[Document excerpt]:

# Starting a Pontiac Club in Kitsap County, WA



## Mcantw (Sep 7, 2008)

A few of us in the Poulsbo/Bremerton area are trying to start a Pontiac Club. We are meeting at 1230 on Sundays at different locations. If interested, please contact me at my personal email ([email protected]) and ensure something "car-ish" in the subject line so I don't delete thinking spam. Mike


----------



## REX (Jan 21, 2009)

Wish you were closer!!


----------



## Mcantw (Sep 7, 2008)

That's why we are starting one. None close to us over here. I see you are in WA. There is one on the other side of the sound called Legends. I can get more info on that one if you want/if it's closer.


----------



## REX (Jan 21, 2009)

Mcantw said:


> That's why we are starting one. None close to us over here. I see you are in WA. There is one on the other side of the sound called Legends. I can get more info on that one if you want/if it's closer.

[Given information]:
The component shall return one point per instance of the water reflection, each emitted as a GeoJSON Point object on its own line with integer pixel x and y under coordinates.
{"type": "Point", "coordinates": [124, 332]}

[Work instructions]: Extend the Pontiac club thread from where it stops.

[Exercise answer]:
Thanks, I'm aware of Legends too, but they are still too far too. I'm pretty close to Portland OR, but I haven't found any info there yet. We have a genreal car club here in the Gorge, but I'd also like to find a GTO centric club as well. Good luck!


----------



## cncmasterofor (Jan 19, 2008)

REX said:


> Thanks, I'm aware of Legends too, but they are still too far too. I'm pretty close to Portland OR, but I haven't found any info there yet. We have a genreal car club here in the Gorge, but I'd also like to find a GTO centric club as well. Good luck!


I belong to the Goat herd of Oregon. The Goat Herd Maybe that could be your cup of tea?
Sorry op for going off topic.


----------



## Merkinman (May 9, 2017)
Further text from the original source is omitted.